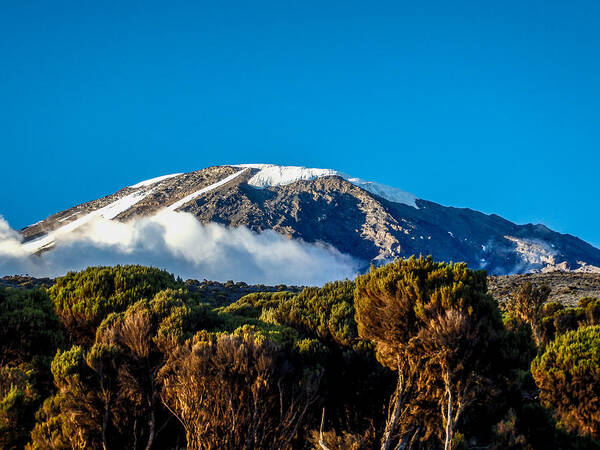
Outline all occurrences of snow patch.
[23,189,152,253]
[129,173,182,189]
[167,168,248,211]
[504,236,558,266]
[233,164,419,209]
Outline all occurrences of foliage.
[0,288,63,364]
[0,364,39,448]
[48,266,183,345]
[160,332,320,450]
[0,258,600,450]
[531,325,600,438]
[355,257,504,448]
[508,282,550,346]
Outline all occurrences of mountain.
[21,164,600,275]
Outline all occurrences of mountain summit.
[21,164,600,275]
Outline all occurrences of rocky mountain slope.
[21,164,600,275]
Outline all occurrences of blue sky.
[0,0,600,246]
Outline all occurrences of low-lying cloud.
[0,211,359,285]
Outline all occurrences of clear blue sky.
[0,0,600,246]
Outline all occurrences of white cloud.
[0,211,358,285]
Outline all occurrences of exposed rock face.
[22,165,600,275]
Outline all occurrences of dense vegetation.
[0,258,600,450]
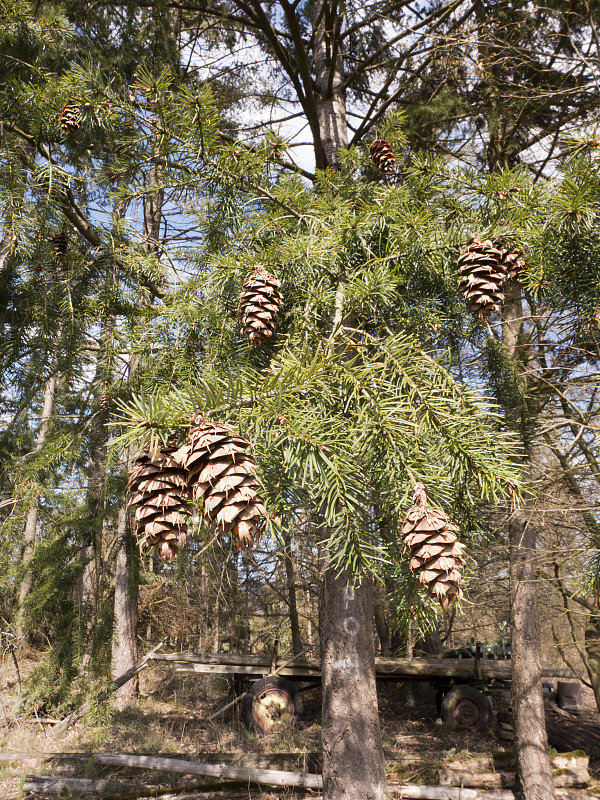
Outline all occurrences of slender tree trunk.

___

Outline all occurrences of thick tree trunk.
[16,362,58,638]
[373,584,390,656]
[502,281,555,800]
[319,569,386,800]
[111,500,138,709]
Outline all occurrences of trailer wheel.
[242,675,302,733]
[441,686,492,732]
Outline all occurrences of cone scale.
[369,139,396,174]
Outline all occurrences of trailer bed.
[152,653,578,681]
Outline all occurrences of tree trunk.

___

## 任务说明
把上方材料中从含有“Outline all occurrences of trailer bed.”的那一行到含有“Outline all occurrences of tree trunk.”的那一行原样输出，首尾两行都要包括。

## 完整答案
Outline all occurrences of trailer bed.
[152,653,578,681]
Outline all occurrences of tree trunk.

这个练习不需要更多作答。